▶ _What is expected_
Put every line of the items below into a Markdown table with two columns, "Row" and "Line text," numbering the rows and leaving out blank lines.

▶ _Data extract_
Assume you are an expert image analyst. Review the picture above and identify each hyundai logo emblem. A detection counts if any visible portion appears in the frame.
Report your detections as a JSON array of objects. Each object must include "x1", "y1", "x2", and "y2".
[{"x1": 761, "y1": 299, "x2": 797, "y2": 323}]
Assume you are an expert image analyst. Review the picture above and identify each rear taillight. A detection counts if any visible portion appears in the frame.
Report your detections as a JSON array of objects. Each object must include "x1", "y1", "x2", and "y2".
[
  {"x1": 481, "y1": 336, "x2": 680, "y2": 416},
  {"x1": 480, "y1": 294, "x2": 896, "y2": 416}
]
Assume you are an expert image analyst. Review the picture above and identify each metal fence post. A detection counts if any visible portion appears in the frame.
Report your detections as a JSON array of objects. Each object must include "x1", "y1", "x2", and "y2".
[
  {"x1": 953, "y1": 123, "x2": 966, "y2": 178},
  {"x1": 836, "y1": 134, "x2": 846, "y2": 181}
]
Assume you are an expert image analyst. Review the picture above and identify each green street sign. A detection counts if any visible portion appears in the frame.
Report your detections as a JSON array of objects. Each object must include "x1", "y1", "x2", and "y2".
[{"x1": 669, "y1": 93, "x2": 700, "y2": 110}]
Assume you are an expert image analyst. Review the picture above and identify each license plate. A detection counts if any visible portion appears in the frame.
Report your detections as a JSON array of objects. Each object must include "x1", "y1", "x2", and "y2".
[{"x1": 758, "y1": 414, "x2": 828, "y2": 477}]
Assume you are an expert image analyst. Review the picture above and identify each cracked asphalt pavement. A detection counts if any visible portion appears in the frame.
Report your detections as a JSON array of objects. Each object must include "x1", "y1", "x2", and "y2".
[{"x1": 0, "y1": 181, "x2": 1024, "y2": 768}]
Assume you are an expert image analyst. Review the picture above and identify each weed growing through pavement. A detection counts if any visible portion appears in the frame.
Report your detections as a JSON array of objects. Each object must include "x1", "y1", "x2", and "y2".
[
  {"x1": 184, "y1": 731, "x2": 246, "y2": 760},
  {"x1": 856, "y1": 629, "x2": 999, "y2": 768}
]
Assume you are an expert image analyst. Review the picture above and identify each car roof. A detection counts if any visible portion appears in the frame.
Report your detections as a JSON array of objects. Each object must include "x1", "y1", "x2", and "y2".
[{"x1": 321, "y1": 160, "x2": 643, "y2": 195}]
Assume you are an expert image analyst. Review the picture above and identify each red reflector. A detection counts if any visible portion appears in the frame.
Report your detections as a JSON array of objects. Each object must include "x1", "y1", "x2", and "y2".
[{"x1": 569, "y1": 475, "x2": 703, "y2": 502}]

▶ _Response_
| Row | Line text |
|---|---|
| 1 | Assume you are an expert image analyst. Review the picture above and identify each hyundai logo emblem. A detection counts if any visible portion appears in the frame. |
| 2 | Report your detections as a JSON array of objects. Each object must include "x1", "y1", "x2", and "y2". |
| 3 | [{"x1": 761, "y1": 299, "x2": 797, "y2": 323}] |
| 4 | Assume you are an expert image analyst. Review the picture above and identify each rear taillight. A detection counts if any visible portion appears in the frame. |
| 5 | Report your detections as a JSON array of objects. Each object must include "x1", "y1", "x2", and "y2". |
| 6 | [ |
| 7 |   {"x1": 481, "y1": 336, "x2": 680, "y2": 416}, |
| 8 |   {"x1": 480, "y1": 294, "x2": 896, "y2": 416} |
| 9 | ] |
| 10 | Assume you are an expert image analyst. Review the picture above and identify each metal fence post. A detection counts if any visible portion appears in the frame. |
| 11 | Report your detections as a JSON array of objects. Each object must include "x1", "y1", "x2", and "y2". |
| 12 | [ |
| 13 |   {"x1": 953, "y1": 123, "x2": 966, "y2": 178}, |
| 14 |   {"x1": 836, "y1": 134, "x2": 846, "y2": 181} |
| 15 | ] |
| 16 | Assume you are an expert image analyst. Review the picture above and identify each green street sign. A detection counts if any visible portion appears in the frame. |
| 17 | Report your detections as a JSON array of objects. Each object must include "x1", "y1", "x2", and "y2". |
| 18 | [{"x1": 669, "y1": 93, "x2": 700, "y2": 110}] |
| 19 | Assume you are an expert image analyst. Review the picture above and identify each license plate. A detection counts if any visible portion appears in the frame. |
| 20 | Report your detections as a JSON array of objects. Each object must include "x1", "y1", "x2", and "y2". |
| 21 | [{"x1": 758, "y1": 414, "x2": 828, "y2": 477}] |
| 22 | Assume you are an expert image analyst. Review the picture above and identify each cracked asphalt pavement. A detection counts if any visible portion appears in the frame. |
| 23 | Report your detections as a JSON array of objects. Each object must include "x1", "y1", "x2", and "y2". |
| 24 | [{"x1": 0, "y1": 181, "x2": 1024, "y2": 768}] |
| 25 | Assume you are an expert image analyst. Review the picture above and identify each weed growing through pavement. A detection counts if any visible portion appears in the frame. |
| 26 | Report your detections as a JSON array of objects. Each object must include "x1", "y1", "x2", and "y2". |
| 27 | [ |
| 28 |   {"x1": 184, "y1": 731, "x2": 246, "y2": 760}, |
| 29 |   {"x1": 856, "y1": 629, "x2": 999, "y2": 768} |
| 30 | ] |
| 31 | Assume you are an expert image analyst. Review the picture above and identify each car roof. A detection counts if any visible portion appears in the frame. |
| 32 | Report your detections as a JSON array of objects. Each object must include "x1", "y1", "x2", and "y2". |
| 33 | [{"x1": 321, "y1": 160, "x2": 643, "y2": 195}] |
| 34 | Assume you are an expert image analyst. Review the picture above and identify each red reflector. A detection counts if any visible portion appears in the frame. |
| 35 | Report your detections as a JSON array of objects. Each object must include "x1", "y1", "x2", and "y2". |
| 36 | [{"x1": 569, "y1": 475, "x2": 703, "y2": 502}] |